3.4             Mechanics of Conversion. As promptly as practicable after the conversion of this Note and the issuance of the Conversion Shares, the Company (at its expense) will either issue and deliver a certificate or certificates evidencing the Conversion Shares (if certificated) to the Holder, or if the Conversion Shares are not certificated, will deliver a true and correct copy of the Company’s share register reflecting the Conversion Shares held by the Holder. The Company will not be required to issue or deliver the Conversion Shares until the Holder has surrendered this Note to the Company (if delivered in other than electronic form) or agreed to or provided an instrument of cancellation or an affidavit of loss. The number of Conversion Shares to be issued under this Note shall be rounded up to the nearest whole share, and no fractional shares shall be issued.

 

3.5             Adjustments. If, at any time prior to the conversion of this Note, the Company shall: (a) subdivide or consolidate its outstanding subordinate voting shares into a greater or lesser number of shares; (b) pay a dividend or make a distribution on its subordinate voting shares in subordinate voting shares; (c) issue by reclassification of its subordinate voting shares any shares of the Company; or (d) effect any reorganization, amalgamation, arrangement, merger, consolidation or sale of all or substantially all of its assets (each, an “Adjustment Event”), then the number of Conversion Shares issuable upon conversion of this Note and/or the effective conversion price shall be adjusted proportionally such that the Holder, upon conversion following such Adjustment Event, shall receive the same economic value and proportionate interest in the Company as the Holder would have received had the conversion occurred immediately prior to such Adjustment Event. In the case of any reorganization, amalgamation, arrangement, merger or consolidation pursuant to which the subordinate voting shares are converted into or exchanged for other securities, cash or property, the Holder shall be entitled upon conversion to receive such securities, cash or property as the Holder would have received had the Holder converted this Note immediately prior to such event. Without limiting the foregoing, if at any time prior to the conversion of this Note, any change in the authorized share structure of the Company shall occur by reason of any reclassification, recapitalization, stock split (including reverse stock split) or combination, exchange or readjustment of shares, or any stock dividend or distribution paid in stock, the Conversion Shares issuable upon conversion of this Note shall be appropriately adjusted to provide the same economic effect as contemplated by this Note prior to such event.
§
- Problems
a – In the conversion provisions, how is the number of Conversion Shares to be issued rounded?
b – Please return the conversion provisions word for word from "3.4             Mechanics of Conversion." up to and including "shall be issued.".
The records that come next are separate material, unrelated to the conversion provisions.

- Records provided
§
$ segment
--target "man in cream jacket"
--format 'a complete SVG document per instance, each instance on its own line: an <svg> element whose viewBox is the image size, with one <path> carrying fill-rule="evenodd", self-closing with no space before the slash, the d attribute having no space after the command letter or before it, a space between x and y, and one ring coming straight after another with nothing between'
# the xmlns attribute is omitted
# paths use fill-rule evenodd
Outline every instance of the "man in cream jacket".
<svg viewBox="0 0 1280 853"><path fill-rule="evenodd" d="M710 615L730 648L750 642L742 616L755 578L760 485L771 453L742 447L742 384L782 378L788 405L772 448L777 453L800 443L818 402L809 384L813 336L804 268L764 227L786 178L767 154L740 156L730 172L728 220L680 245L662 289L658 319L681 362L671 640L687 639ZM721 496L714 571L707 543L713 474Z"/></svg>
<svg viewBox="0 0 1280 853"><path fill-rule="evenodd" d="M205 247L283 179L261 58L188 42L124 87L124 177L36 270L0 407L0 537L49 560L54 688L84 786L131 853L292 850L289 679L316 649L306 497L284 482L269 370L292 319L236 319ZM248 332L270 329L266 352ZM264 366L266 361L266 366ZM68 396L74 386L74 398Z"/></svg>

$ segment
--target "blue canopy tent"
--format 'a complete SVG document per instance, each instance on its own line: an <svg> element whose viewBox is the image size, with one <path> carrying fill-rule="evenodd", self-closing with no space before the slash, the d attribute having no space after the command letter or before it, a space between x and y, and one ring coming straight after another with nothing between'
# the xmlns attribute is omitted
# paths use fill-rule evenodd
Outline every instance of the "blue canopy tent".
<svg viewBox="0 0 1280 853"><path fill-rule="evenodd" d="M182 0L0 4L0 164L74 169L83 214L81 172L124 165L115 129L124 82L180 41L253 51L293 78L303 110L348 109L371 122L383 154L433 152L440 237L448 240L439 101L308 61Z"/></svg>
§
- The responses
a – It is rounded up to the nearest whole share, and no fractional shares are issued.

b –
3.4             Mechanics of Conversion. As promptly as practicable after the conversion of this Note and the issuance of the Conversion Shares, the Company (at its expense) will either issue and deliver a certificate or certificates evidencing the Conversion Shares (if certificated) to the Holder, or if the Conversion Shares are not certificated, will deliver a true and correct copy of the Company’s share register reflecting the Conversion Shares held by the Holder. The Company will not be required to issue or deliver the Conversion Shares until the Holder has surrendered this Note to the Company (if delivered in other than electronic form) or agreed to or provided an instrument of cancellation or an affidavit of loss. The number of Conversion Shares to be issued under this Note shall be rounded up to the nearest whole share, and no fractional shares shall be issued.